▶ _Entries from a dataset_:
=-=-=
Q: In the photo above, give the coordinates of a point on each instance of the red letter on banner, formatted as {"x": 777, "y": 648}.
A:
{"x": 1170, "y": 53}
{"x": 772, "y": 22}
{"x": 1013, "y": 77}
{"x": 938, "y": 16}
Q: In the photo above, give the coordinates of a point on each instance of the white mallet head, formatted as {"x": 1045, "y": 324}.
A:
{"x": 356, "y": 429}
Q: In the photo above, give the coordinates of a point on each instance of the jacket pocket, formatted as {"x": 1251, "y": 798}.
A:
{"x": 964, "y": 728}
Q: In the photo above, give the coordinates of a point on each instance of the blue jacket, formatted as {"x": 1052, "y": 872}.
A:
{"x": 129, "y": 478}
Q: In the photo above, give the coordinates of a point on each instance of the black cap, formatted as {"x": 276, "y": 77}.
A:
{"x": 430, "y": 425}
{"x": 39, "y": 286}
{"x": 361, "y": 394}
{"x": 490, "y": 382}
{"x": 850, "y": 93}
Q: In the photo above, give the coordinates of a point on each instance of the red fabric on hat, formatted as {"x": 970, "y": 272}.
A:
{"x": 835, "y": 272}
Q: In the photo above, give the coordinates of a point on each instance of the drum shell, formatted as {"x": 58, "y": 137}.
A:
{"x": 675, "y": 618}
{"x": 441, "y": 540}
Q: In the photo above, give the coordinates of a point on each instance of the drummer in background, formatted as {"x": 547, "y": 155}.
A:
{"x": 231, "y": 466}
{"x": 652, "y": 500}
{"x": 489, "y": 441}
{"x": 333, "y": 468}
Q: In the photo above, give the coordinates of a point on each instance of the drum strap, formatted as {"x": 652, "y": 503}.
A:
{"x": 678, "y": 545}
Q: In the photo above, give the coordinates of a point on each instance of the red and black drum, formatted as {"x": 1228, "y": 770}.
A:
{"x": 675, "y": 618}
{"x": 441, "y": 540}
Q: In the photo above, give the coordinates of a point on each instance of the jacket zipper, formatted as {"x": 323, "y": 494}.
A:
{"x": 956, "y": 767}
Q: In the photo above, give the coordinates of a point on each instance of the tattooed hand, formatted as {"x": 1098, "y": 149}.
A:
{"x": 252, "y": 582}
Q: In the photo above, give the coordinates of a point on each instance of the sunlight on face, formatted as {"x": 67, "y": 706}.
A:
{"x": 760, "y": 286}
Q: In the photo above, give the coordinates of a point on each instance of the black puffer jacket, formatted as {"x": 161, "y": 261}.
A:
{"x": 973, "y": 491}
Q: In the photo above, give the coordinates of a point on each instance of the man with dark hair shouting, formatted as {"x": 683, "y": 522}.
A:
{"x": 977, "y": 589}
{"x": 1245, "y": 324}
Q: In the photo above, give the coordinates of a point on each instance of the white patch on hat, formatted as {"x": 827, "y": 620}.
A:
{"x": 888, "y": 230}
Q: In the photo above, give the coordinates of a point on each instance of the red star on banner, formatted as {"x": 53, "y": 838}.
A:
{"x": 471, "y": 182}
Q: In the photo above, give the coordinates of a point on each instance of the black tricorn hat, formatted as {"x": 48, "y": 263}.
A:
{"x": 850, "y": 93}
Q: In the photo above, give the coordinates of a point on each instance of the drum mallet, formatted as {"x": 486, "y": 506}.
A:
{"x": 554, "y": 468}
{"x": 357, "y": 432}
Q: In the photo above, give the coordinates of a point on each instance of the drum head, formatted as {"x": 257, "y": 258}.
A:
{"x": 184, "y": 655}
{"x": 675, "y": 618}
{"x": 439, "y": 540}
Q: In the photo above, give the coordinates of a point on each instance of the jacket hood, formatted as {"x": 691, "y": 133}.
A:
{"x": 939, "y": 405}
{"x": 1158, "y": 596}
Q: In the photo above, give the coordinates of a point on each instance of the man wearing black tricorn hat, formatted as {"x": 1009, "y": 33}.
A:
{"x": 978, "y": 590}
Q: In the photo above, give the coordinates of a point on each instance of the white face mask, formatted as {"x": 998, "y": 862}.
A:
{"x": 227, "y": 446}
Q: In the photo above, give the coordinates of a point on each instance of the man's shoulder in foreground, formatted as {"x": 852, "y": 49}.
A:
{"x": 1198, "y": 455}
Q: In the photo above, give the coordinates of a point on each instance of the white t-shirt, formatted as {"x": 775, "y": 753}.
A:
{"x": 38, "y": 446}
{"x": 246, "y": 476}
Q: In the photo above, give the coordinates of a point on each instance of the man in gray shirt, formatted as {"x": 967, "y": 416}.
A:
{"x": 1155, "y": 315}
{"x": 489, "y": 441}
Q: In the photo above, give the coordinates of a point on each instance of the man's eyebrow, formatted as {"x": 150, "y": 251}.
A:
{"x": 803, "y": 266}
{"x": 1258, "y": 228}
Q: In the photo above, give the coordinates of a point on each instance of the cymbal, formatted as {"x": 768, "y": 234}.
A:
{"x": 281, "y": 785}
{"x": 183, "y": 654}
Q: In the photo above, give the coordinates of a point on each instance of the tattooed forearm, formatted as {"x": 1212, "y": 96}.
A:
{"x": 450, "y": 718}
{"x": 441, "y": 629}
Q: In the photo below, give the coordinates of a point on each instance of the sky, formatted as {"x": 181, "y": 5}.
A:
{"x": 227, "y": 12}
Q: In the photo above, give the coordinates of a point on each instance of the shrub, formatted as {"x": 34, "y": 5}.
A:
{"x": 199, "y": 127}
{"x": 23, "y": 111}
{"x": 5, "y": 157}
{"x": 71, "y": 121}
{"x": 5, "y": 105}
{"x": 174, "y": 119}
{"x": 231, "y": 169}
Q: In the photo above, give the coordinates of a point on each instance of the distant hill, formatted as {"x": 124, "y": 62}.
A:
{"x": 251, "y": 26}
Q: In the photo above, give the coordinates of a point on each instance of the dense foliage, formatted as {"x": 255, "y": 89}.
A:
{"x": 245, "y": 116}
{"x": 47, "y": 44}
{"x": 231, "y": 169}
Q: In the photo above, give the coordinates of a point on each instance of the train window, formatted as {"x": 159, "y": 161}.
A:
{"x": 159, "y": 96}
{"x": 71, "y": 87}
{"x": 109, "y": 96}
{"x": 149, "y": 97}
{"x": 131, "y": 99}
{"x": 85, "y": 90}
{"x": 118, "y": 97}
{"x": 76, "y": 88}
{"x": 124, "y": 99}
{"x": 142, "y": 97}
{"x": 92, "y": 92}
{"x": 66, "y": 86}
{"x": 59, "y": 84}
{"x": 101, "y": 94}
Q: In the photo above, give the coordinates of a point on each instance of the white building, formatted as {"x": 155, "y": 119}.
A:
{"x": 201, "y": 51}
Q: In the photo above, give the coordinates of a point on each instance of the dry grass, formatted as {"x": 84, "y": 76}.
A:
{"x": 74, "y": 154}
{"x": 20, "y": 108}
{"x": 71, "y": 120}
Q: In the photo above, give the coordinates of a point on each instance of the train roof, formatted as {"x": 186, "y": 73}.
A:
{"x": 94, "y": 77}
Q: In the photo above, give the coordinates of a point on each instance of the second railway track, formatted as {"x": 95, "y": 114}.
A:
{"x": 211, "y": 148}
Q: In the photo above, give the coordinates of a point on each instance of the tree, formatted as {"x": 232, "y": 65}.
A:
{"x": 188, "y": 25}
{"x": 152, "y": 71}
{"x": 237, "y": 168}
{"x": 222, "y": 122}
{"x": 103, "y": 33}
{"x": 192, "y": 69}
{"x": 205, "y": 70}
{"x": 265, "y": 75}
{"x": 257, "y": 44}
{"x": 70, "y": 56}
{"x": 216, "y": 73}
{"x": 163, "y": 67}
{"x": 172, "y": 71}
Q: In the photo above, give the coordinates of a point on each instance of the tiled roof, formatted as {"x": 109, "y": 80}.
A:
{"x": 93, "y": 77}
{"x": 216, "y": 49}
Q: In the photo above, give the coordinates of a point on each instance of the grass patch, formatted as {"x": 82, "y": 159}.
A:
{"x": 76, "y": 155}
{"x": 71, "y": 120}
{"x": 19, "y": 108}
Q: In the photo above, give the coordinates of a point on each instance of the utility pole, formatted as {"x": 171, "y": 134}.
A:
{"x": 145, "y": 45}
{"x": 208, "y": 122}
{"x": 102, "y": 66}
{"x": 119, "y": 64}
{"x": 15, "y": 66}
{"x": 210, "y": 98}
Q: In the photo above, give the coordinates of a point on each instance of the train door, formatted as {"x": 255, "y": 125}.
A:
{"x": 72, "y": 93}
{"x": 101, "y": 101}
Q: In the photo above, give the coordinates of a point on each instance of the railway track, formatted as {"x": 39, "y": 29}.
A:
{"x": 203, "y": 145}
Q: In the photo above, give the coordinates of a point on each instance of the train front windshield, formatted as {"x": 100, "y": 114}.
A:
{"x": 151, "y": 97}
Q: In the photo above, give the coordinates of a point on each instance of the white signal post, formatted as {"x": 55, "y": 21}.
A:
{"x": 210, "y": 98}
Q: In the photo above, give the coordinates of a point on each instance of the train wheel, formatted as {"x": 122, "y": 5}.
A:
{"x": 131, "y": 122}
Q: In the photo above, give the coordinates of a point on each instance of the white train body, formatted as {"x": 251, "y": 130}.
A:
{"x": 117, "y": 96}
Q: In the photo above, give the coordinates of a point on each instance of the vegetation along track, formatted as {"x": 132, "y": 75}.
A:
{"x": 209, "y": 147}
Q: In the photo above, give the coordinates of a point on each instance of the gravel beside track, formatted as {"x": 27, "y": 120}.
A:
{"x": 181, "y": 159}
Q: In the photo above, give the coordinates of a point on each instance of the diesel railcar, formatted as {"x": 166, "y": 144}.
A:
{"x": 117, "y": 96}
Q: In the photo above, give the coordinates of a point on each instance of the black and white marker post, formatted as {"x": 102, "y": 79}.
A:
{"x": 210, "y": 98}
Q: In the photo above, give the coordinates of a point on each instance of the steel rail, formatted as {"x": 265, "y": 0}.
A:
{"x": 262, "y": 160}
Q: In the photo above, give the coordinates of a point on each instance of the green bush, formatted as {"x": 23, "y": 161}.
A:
=-=-=
▶ _WRITTEN INSTRUCTION_: Give the lines exactly as they stand, from the line with "of the railway" through the end of the material.

▶ _CORRECT OUTPUT_:
Q: In the photo above, give the coordinates of a point on each instance of the railway track, formatted as {"x": 39, "y": 29}.
A:
{"x": 203, "y": 145}
Q: In the photo above, give the coordinates of a point on each instance of the train front windshield, formatted as {"x": 100, "y": 114}.
A:
{"x": 151, "y": 97}
Q: In the photo above, give the coordinates of a point on each instance of the white signal post, formatted as {"x": 55, "y": 21}.
A:
{"x": 210, "y": 98}
Q: In the photo above, give the coordinates of a point on each instance of the train wheel, formatted as {"x": 122, "y": 5}.
A:
{"x": 131, "y": 122}
Q: In the photo above, give the coordinates of a point on each instance of the white train body, formatted as {"x": 251, "y": 130}.
A:
{"x": 117, "y": 96}
Q: In the photo above, give the coordinates of a point on each instance of the vegetation along track, formatted as {"x": 132, "y": 75}.
A:
{"x": 209, "y": 147}
Q: In the photo above, give the coordinates of a point on each instance of the gravel beside track, formatted as {"x": 27, "y": 120}.
A:
{"x": 181, "y": 159}
Q: In the photo above, give the coordinates of a point on each instance of the diesel railcar, formatted as {"x": 166, "y": 144}.
A:
{"x": 117, "y": 96}
Q: In the photo above, give the coordinates of a point on each instance of the black and white marker post, formatted as {"x": 102, "y": 79}.
A:
{"x": 210, "y": 98}
Q: In the photo above, give the coordinates of a point on each instance of the steel rail, formatted as {"x": 265, "y": 0}.
A:
{"x": 262, "y": 160}
Q: In the photo above, give the coordinates of a point on each instance of the green bush, formatted as {"x": 23, "y": 161}.
A:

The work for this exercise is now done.